> _SUPPLIED TEXT_
################
Alteration to the natural flow regimes of rivers, streams, floodplains and wetlands has been identified as a critical threat to 29 plants, 22 animals and 12 threatened ecological communities. Of these, 35 are currently under management through the Saving our Species program (NSW Government 2002).

Improving water quality

NSW Water Quality Governance Roadmap

The NSW Water Quality Governance Roadmap identifies initiatives to support continual improvement of water quality governance and broader reforms to it.

The development of the roadmap included research into arrangements and frameworks for water quality management and monitoring across NSW to better understand the challenges and opportunities for improvement. The research focused on better understanding of the regulatory framework and policy context, roles and responsibilities and existing programs.

Recognising the challenges of shared management of water quality across NSW, the roadmap presents a pathway for better integrating the management of land, water and natural resources in NSW to improve water quality management.

NSW Water Quality Monitoring Framework

The water quality framework project is a 12-month initiative to develop and implement a statewide system for collecting, managing, sharing, and accessing water quality data across government agencies.

The project aims to address the gaps and challenges identified by the Office of the Chief Scientist and Engineer’s report on fish deaths, and improve the environmental outcomes and public awareness of water quality issues. It involves collaboration and consultation with key stakeholders and will use existing tools and platforms, such as SEED and Water Insights.

Diffuse source water pollution governance framework

The Diffuse source water pollution governance framework will allow NSW Government agencies to work together to improve water quality by clarifying roles and responsibilities of each agency, and identifying strategies for managing pollution.
################
Write the next part of the passage on improving water quality in NSW, starting after its last sentence. The listing that comes next is separate material.

> _STORED DATA_
################
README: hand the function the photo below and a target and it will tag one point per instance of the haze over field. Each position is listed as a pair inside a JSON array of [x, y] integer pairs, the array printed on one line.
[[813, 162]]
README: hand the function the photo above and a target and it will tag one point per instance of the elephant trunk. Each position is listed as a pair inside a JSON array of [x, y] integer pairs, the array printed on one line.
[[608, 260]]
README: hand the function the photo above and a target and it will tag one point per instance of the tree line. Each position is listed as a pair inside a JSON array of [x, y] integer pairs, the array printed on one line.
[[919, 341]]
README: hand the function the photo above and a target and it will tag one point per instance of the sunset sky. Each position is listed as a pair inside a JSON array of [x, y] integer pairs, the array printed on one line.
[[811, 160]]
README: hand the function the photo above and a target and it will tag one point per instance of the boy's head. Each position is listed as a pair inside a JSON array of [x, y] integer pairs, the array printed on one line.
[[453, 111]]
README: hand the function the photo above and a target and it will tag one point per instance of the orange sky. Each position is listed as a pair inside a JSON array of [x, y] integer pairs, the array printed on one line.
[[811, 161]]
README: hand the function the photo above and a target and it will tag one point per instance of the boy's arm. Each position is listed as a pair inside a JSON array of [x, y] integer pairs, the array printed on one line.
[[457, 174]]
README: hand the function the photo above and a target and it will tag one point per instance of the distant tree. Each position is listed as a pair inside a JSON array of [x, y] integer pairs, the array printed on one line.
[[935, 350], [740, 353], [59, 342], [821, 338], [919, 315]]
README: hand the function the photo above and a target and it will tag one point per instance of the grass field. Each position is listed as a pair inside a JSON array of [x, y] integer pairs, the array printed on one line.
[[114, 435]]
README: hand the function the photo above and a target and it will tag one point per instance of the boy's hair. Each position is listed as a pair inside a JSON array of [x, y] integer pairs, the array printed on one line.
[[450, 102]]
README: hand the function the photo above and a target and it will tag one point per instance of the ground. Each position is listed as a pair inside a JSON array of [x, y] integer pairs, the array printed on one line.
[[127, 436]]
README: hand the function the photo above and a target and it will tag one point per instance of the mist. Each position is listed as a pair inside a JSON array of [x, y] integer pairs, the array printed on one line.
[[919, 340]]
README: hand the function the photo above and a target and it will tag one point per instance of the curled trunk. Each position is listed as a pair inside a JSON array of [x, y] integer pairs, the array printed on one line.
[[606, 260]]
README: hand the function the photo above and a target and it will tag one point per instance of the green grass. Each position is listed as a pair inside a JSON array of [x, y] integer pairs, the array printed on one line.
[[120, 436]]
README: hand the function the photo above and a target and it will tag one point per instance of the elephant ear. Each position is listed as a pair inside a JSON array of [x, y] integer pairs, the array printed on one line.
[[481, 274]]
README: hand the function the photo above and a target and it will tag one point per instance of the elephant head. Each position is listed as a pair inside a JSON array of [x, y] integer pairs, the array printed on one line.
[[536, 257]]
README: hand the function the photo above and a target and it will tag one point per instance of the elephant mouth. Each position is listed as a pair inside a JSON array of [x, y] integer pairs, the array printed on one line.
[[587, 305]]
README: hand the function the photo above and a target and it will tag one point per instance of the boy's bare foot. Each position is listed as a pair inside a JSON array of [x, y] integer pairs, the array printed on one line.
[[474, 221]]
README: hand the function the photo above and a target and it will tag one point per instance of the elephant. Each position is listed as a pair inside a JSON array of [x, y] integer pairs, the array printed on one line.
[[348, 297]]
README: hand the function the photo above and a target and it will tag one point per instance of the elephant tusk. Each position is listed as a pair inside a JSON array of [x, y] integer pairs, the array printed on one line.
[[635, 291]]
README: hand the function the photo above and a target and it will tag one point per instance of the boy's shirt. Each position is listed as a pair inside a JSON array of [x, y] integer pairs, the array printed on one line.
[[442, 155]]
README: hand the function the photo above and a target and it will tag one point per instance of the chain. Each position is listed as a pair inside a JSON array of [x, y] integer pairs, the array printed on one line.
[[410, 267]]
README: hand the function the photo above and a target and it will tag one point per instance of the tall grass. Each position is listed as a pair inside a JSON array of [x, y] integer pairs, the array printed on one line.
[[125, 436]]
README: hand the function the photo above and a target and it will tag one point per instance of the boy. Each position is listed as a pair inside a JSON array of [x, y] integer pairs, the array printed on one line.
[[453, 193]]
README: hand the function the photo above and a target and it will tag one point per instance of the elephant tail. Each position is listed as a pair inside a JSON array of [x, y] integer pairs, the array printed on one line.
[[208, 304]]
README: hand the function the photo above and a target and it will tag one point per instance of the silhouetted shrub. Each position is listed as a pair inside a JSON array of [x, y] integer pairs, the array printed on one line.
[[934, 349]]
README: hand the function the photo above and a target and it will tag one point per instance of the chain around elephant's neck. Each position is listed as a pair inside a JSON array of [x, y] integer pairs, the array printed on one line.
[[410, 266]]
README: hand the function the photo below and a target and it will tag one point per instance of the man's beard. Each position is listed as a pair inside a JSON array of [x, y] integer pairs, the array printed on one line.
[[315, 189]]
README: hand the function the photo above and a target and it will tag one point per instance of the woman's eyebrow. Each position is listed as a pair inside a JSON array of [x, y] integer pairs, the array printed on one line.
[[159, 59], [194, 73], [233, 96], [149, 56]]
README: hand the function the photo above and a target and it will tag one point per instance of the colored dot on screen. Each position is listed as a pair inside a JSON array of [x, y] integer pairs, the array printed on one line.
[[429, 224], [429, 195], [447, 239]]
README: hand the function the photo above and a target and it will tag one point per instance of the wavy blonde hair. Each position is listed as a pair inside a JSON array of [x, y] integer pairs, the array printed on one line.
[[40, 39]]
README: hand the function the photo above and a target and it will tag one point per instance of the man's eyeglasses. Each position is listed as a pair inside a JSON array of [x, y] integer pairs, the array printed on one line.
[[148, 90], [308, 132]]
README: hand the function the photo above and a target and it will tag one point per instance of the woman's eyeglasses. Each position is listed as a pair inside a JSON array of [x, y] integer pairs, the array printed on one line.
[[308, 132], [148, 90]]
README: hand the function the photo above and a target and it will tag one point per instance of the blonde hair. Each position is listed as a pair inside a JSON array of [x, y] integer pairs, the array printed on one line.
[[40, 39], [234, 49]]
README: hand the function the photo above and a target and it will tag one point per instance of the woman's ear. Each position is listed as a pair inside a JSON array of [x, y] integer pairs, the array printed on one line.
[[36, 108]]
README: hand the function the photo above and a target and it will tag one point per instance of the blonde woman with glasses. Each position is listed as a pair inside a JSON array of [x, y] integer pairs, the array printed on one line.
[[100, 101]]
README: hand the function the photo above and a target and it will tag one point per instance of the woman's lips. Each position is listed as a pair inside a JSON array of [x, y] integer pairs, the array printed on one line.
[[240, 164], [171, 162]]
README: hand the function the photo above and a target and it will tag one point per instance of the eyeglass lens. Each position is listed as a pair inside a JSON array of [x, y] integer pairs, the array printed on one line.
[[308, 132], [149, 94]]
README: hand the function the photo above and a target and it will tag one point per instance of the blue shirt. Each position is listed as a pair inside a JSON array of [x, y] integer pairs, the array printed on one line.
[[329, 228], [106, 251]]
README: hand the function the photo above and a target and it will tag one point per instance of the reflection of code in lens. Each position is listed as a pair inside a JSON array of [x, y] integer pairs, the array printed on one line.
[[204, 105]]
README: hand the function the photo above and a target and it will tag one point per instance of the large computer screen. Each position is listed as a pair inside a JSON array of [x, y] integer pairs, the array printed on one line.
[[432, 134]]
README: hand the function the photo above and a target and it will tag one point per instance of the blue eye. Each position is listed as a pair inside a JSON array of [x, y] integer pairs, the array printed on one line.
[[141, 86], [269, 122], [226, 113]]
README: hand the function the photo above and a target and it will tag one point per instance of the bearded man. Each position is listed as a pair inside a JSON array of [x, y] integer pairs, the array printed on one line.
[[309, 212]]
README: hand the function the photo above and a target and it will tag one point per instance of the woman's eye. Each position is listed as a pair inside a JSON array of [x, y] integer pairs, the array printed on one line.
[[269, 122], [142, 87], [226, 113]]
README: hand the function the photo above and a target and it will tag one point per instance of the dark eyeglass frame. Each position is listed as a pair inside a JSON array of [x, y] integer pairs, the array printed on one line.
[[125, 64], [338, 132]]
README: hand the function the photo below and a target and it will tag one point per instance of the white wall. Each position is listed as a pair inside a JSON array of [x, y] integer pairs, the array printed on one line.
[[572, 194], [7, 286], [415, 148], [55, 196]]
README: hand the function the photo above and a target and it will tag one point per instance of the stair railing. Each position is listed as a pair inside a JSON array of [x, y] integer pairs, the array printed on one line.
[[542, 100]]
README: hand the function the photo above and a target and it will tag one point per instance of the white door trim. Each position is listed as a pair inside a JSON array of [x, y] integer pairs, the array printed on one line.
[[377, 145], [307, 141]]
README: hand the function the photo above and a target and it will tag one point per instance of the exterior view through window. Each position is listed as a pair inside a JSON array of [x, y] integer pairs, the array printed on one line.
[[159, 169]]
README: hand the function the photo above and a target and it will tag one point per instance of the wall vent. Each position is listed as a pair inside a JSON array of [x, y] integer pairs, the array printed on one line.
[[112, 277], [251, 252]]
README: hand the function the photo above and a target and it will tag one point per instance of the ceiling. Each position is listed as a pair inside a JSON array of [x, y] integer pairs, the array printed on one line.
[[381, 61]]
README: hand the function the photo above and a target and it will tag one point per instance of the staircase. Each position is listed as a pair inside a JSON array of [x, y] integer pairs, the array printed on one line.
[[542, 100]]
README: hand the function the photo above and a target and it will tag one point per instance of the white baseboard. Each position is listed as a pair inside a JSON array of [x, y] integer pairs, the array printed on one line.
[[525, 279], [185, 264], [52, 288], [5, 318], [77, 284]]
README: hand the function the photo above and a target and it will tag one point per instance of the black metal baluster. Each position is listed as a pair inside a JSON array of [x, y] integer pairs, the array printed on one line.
################
> _RESPONSE_
Improving river and catchment habitats

Fish passage and screening improvements

The NSW Fish Passage Strategy, developed in 2018, sets out a coordinated, 20-year plan to restore and improve native fish access to critical mainstem river and off-channel habitats below all major storage dams in NSW.

Since it started, it has helped attract more than $184 million in funding for fish passage amendments at more than 50 barriers.

Over the past three years, fishways have been constructed at four high-priority sites in NSW:

  • Homestead Weir on the Warrego River
  • Boera Weir on the Warrego River
  • Walgett Weir on the Barwon River
  • Seaham Weir on the Williams River in the Hunter catchment.

These significant works have reinstated fish passage to more than 360km of upstream habitat and have been complemented by smaller works at other structures, such as causeways, crossings and smaller weirs.

In NSW, modern fish-protection screens are being installed at pumping sites across more than 120km of waterway along the Macquarie, Mehi and Barwon rivers.

A total of 52 pumps have been upgraded complementing other efforts over recent years. Installation started in early 2024 and is expected to continue into 2026.

Screening these sites is projected to protect 252,000 native fish annually and deliver up to 800 million litres per day of cleaner water.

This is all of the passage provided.